GIVEN PROBLEM 1:
Rewrite the rows running from the line containing "Segment the red" down through the line containing "96L185 93L185 80L192", putting "checked" in place of "plaid" and leaving everything else unchanged.

═══ EXTRACTED TEXT

After running wheezy for a while on my laptop, I did go back to xubuntu (and then back to arch which I'm running now). I liked debian, but arch's newer packages just work a lot better on my hardware. I like just like arch's design better. Using systemd by default, its packages are very really patched and generally stick as close to upstream as possible etc...

 

They are both good distros, really down to user preference. Use debian if you are very concerned about "stability" and/or really like the debian base and tools, and debian's easier install. Use arch if you want more bleeding edge packages, true rolling release, and very upstream packages.

 

 

 

Debian!
Arch is great and all but if you get an update that breaks your laptop, it'll be a pain in the arse to fix, plus there's bugs and I've found arch to be of questionably **** quality as of late, heck I'm actually temped to give debian a go.

 

 

Ironically enough, I've actually found arch to be less buggy on my laptop than debian, mostly due to certain very outdated packages in debian. I've rarely had major issues with arch myself.

══════
═══ DATA TO PROCESS

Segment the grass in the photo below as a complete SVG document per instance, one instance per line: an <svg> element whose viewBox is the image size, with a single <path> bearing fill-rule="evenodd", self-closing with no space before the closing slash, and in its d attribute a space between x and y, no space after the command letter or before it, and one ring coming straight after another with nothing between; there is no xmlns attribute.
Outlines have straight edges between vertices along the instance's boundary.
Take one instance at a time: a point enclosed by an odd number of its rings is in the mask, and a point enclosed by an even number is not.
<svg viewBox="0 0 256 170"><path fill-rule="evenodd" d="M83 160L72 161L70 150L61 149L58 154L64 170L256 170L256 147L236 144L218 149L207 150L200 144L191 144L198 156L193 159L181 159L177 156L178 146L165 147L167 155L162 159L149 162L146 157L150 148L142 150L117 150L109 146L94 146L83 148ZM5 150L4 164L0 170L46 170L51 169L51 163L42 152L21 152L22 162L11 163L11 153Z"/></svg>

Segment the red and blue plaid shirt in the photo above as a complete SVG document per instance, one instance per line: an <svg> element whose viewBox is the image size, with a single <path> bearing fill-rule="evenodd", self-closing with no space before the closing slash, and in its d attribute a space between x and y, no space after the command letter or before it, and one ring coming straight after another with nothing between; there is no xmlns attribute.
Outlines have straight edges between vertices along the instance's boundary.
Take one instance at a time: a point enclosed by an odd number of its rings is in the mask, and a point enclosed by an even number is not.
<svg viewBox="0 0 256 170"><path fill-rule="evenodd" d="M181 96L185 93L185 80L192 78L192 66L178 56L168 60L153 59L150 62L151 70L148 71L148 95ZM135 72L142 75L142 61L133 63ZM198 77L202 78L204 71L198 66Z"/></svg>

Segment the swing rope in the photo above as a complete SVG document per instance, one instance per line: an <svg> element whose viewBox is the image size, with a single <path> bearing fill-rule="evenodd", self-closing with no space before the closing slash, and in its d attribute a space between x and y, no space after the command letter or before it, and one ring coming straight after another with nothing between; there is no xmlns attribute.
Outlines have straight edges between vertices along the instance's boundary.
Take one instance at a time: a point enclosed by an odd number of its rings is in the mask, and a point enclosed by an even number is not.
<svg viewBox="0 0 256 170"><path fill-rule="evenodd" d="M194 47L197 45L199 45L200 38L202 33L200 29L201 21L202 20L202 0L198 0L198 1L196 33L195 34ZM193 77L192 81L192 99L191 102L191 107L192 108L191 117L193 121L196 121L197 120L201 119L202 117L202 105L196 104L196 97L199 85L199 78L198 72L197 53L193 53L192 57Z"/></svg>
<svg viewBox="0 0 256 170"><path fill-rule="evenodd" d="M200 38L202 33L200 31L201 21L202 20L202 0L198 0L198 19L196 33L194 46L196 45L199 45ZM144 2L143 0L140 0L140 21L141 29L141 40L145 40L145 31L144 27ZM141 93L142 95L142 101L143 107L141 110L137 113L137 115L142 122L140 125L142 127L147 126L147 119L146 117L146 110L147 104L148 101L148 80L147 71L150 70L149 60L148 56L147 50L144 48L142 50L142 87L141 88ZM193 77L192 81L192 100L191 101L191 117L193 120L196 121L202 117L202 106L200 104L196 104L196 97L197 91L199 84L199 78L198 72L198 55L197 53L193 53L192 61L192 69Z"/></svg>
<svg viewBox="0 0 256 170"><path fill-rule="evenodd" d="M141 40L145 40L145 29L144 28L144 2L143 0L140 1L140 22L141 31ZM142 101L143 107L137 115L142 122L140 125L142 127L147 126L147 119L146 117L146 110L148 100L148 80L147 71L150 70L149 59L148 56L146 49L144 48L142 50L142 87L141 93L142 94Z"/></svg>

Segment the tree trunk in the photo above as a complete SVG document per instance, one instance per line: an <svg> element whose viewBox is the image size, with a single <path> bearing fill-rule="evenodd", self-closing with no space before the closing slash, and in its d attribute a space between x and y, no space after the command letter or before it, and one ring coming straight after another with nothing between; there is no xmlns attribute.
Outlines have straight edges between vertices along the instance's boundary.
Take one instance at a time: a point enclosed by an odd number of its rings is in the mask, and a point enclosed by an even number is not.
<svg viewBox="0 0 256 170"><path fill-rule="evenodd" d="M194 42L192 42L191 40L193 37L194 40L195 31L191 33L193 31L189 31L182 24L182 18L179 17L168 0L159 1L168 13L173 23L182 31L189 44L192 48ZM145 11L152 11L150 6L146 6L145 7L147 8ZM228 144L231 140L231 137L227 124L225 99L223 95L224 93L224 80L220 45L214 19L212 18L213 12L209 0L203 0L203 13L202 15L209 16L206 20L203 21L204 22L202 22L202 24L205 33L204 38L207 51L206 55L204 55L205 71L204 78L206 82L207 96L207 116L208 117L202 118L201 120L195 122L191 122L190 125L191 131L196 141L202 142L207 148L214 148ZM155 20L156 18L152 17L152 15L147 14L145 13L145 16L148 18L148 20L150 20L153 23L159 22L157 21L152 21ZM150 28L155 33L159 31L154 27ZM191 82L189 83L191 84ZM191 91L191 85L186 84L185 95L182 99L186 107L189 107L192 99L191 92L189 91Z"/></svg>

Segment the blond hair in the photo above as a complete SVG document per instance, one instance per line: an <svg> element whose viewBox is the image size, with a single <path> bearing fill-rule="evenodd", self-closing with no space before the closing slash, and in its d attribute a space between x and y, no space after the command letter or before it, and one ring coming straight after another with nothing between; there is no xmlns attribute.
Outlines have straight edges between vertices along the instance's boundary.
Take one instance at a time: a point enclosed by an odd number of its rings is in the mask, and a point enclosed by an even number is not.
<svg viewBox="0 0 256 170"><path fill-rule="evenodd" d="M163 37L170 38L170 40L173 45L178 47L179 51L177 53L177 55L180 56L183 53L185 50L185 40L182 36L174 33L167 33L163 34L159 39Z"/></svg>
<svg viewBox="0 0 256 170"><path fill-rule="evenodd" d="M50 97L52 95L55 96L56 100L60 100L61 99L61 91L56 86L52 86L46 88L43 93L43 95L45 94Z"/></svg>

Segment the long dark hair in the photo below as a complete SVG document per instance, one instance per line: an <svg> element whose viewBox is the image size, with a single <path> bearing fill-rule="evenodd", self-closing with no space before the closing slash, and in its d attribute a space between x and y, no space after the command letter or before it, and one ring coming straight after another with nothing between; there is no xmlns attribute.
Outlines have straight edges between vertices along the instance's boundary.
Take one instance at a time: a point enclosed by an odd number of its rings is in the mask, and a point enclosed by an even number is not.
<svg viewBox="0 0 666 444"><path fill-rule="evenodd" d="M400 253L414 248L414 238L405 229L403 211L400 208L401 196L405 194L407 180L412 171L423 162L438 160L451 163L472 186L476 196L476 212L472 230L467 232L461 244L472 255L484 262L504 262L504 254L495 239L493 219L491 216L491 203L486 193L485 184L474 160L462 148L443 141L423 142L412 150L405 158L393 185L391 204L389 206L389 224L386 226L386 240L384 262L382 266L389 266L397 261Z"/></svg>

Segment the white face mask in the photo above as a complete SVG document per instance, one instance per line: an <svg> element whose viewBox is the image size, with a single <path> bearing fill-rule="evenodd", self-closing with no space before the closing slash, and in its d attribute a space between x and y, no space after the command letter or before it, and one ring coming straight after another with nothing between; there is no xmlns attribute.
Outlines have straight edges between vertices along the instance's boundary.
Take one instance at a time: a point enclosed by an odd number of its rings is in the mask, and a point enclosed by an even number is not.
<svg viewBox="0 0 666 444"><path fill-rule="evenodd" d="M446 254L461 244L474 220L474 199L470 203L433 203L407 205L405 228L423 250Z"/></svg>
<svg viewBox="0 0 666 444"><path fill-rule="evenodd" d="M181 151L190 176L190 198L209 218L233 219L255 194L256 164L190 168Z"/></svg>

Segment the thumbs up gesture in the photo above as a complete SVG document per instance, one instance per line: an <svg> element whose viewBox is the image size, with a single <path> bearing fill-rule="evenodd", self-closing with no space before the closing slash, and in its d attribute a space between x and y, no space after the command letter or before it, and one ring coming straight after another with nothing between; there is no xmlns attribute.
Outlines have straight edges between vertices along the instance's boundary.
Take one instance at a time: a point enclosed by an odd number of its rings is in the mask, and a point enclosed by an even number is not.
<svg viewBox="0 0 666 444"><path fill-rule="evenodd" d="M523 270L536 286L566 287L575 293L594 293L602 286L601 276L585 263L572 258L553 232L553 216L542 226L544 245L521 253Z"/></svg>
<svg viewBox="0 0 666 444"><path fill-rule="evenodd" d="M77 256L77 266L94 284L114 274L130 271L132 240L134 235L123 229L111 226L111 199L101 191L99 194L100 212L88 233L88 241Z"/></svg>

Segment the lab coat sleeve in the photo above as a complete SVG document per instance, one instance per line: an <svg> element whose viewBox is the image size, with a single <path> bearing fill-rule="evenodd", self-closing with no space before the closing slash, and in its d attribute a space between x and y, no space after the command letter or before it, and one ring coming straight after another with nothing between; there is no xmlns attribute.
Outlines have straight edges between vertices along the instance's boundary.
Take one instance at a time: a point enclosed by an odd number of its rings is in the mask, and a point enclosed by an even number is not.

══════

GIVEN PROBLEM 2:
Do these statements agree with the discussion comparing Debian and Arch? Answer yes or no for each and quote the words that decide it.
(a) One poster says they are now running Arch.
(b) Debian is described as having a harder install.
(c) The last poster found Arch buggier than Debian on their laptop.

EXERCISE OUTPUT 1:
Segment the red and blue checked shirt in the photo above as a complete SVG document per instance, one instance per line: an <svg> element whose viewBox is the image size, with a single <path> bearing fill-rule="evenodd", self-closing with no space before the closing slash, and in its d attribute a space between x and y, no space after the command letter or before it, and one ring coming straight after another with nothing between; there is no xmlns attribute.
Outlines have straight edges between vertices along the instance's boundary.
Take one instance at a time: a point enclosed by an odd number of its rings is in the mask, and a point enclosed by an even number is not.
<svg viewBox="0 0 256 170"><path fill-rule="evenodd" d="M181 96L185 93L185 80L192 78L192 66L178 56L168 60L153 59L150 62L151 70L148 71L148 95ZM135 72L142 75L142 61L133 63ZM198 77L202 78L204 71L198 66Z"/></svg>

EXERCISE OUTPUT 2:
(a) Yes: "and then back to arch which I'm running now"
(b) No: "debian's easier install"
(c) No: "I've actually found arch to be less buggy on my laptop than debian"